Please turn everything in the records from the line containing "Task: indicate the weed" down to the line containing "x=182 y=190", both included, into a JSON list of strings, one string per line, with blank lines left out.

Start of Material for this task

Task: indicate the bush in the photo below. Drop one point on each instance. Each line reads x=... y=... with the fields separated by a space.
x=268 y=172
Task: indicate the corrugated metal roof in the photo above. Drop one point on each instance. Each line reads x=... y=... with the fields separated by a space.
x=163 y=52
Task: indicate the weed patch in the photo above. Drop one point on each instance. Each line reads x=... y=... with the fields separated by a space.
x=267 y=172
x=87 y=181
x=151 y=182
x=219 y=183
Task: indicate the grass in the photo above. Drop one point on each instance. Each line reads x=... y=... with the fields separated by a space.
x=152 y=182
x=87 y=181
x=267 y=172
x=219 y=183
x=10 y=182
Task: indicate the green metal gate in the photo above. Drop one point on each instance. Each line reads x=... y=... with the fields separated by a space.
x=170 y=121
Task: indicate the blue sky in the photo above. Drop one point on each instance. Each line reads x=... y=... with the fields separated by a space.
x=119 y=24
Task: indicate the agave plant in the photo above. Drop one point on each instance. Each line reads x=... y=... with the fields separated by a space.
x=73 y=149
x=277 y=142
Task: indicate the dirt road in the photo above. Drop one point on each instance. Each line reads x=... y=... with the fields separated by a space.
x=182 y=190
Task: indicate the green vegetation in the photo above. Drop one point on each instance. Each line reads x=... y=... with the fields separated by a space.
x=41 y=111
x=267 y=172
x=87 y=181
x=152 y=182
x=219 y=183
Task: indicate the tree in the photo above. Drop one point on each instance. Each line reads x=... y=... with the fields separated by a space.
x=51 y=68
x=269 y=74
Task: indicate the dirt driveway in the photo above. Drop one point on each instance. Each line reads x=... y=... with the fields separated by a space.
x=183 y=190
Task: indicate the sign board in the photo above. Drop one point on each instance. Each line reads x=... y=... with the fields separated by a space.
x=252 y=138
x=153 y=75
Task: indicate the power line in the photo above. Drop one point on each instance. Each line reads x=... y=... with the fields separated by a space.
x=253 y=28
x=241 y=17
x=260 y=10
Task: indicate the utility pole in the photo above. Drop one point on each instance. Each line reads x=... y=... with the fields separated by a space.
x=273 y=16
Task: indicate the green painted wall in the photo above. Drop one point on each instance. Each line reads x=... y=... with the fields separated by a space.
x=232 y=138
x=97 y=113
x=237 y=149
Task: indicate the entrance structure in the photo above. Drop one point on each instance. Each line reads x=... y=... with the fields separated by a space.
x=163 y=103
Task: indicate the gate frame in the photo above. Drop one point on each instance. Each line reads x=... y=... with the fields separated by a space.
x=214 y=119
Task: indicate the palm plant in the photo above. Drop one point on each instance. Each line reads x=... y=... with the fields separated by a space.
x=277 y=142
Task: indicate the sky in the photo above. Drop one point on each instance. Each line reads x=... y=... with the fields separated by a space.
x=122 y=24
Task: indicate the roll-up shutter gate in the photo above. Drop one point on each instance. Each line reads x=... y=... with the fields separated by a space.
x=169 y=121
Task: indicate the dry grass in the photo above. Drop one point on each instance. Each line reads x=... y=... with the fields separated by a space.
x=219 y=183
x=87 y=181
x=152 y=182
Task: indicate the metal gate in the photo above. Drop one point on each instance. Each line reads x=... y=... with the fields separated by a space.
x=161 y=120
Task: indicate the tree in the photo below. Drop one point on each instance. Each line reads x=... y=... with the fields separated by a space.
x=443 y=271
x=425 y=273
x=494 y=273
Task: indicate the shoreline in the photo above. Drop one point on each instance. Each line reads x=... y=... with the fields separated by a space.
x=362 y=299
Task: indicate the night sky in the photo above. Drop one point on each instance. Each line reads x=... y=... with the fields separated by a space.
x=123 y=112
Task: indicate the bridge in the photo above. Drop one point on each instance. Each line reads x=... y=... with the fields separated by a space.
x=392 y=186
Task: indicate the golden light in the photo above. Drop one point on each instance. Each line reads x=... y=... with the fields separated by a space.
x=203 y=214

End of Material for this task

> Final result
[
  "Task: indicate the weed patch in the photo above. Drop one point on each instance. Each line reads x=... y=... with the fields separated by a space.",
  "x=267 y=172",
  "x=87 y=181",
  "x=151 y=182",
  "x=219 y=183",
  "Task: indicate the grass in the photo above. Drop one point on each instance. Each line reads x=... y=... with the fields separated by a space.",
  "x=152 y=182",
  "x=87 y=181",
  "x=267 y=172",
  "x=219 y=183",
  "x=10 y=182",
  "Task: indicate the green metal gate in the photo above. Drop one point on each instance. Each line reads x=... y=... with the fields separated by a space.",
  "x=170 y=121",
  "Task: indicate the blue sky in the photo above. Drop one point on each instance. Each line reads x=... y=... with the fields separated by a space.",
  "x=119 y=24",
  "Task: indicate the agave plant in the photo above. Drop one point on each instance. Each line reads x=... y=... with the fields separated by a space.",
  "x=73 y=149",
  "x=277 y=142",
  "Task: indicate the dirt road in the photo above. Drop one point on each instance. Each line reads x=... y=... with the fields separated by a space.",
  "x=182 y=190"
]